*Short problem*. Nothing but the lines from the line with "Every instance gets a single point. Point out the tall" through the end of the data is to be copied, and each is to be copied exactly.

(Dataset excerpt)
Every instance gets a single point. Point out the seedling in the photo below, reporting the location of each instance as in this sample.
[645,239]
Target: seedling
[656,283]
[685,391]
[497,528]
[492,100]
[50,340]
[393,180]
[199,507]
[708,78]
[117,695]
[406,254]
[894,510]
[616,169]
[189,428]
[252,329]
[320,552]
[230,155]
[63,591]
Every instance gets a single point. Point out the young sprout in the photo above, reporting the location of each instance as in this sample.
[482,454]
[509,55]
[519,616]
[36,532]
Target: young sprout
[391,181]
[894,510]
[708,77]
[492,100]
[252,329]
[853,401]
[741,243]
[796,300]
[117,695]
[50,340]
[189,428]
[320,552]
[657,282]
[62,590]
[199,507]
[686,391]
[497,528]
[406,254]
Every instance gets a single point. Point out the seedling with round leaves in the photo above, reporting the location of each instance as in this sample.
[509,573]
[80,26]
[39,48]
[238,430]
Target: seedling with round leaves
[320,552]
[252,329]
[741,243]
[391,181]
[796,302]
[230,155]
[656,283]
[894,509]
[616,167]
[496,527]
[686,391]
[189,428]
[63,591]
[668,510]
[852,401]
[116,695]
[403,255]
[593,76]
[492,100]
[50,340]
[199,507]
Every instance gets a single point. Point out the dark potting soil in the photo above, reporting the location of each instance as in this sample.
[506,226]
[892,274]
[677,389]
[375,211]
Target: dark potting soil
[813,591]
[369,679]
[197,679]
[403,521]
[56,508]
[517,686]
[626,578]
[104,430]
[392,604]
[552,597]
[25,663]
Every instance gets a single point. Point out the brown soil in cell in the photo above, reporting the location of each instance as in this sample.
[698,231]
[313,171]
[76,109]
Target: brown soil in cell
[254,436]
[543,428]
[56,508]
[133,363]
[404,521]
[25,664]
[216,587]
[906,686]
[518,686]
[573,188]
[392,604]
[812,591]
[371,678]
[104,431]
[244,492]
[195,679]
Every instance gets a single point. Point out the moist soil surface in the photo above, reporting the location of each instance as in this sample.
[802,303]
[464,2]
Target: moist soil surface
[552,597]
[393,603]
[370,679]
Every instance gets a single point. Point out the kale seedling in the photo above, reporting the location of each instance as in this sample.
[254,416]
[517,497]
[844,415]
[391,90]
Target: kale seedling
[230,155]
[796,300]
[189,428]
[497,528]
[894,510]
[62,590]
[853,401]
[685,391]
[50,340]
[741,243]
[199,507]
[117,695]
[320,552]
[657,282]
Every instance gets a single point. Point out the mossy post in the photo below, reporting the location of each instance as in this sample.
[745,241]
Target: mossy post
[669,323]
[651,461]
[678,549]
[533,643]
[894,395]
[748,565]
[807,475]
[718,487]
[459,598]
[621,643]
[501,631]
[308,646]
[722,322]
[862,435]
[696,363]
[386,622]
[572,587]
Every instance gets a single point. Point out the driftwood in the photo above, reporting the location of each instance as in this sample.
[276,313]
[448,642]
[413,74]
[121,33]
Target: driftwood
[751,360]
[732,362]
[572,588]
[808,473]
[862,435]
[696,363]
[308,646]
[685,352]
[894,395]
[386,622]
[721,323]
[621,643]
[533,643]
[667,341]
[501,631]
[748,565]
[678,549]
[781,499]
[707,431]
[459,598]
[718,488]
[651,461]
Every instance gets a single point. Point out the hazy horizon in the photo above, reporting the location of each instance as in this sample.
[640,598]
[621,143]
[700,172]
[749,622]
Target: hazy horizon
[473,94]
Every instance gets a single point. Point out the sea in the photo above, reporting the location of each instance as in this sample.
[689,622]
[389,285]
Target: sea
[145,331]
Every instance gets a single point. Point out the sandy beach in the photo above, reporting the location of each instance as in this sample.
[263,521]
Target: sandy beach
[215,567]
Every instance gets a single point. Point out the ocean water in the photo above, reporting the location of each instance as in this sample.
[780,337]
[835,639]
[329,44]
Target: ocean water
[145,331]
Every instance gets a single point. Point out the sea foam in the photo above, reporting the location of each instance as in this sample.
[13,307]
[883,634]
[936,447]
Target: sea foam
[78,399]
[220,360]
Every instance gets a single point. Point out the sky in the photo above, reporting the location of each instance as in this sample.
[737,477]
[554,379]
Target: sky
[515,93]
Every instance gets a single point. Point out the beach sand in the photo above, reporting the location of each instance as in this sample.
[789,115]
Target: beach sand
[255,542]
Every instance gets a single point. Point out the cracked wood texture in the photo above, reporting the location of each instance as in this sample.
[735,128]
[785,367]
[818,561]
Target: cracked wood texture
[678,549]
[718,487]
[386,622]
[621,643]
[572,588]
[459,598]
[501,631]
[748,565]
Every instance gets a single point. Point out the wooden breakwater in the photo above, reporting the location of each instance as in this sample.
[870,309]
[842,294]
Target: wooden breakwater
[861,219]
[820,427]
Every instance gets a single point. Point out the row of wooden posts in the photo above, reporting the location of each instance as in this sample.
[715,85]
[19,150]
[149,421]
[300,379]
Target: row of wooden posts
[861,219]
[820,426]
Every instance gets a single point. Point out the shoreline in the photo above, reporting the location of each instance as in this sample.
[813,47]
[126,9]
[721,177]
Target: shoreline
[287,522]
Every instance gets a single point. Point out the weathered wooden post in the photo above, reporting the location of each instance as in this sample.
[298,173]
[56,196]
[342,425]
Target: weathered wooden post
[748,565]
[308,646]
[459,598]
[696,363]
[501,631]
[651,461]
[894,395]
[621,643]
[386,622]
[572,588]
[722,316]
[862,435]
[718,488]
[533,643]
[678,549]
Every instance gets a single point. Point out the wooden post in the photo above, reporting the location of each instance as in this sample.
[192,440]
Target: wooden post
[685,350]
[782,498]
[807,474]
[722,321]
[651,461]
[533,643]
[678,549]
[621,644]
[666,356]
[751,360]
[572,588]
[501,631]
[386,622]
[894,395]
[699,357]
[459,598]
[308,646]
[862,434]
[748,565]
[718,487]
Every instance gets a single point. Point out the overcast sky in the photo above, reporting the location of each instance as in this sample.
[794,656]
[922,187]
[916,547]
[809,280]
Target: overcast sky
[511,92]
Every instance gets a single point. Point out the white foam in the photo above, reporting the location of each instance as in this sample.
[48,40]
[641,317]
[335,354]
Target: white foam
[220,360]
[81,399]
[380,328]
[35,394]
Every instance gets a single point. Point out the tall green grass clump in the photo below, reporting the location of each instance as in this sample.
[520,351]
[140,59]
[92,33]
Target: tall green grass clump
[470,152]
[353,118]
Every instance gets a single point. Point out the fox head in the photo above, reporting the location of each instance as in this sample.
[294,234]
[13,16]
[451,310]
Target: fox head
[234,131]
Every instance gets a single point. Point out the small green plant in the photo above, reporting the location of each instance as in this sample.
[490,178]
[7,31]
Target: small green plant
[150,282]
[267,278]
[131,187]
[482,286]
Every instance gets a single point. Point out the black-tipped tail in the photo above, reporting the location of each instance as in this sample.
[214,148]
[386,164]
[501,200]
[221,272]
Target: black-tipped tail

*Answer to this task*.
Every instance gets a single point. Point out the tall green grass clump in the photo below, reporting the location of each instance as in this sample.
[520,351]
[140,59]
[92,33]
Target: tall green grass clump
[470,152]
[353,118]
Every instance gets a single point. Point out the fox head in the photo above, reporting the location of each instance as in this sample.
[294,234]
[13,16]
[451,310]
Target: fox head
[234,131]
Every instance gets a single point. Point out the small green plant in the photo above, reporting the location of each instance as in this sample.
[490,178]
[7,31]
Target: small green plant
[150,282]
[267,278]
[131,187]
[482,286]
Every instance gets a single point. Point out the black-tipped tail in the photo above, reporting the location of each instance as in this sample.
[214,148]
[386,164]
[501,200]
[221,272]
Target: black-tipped tail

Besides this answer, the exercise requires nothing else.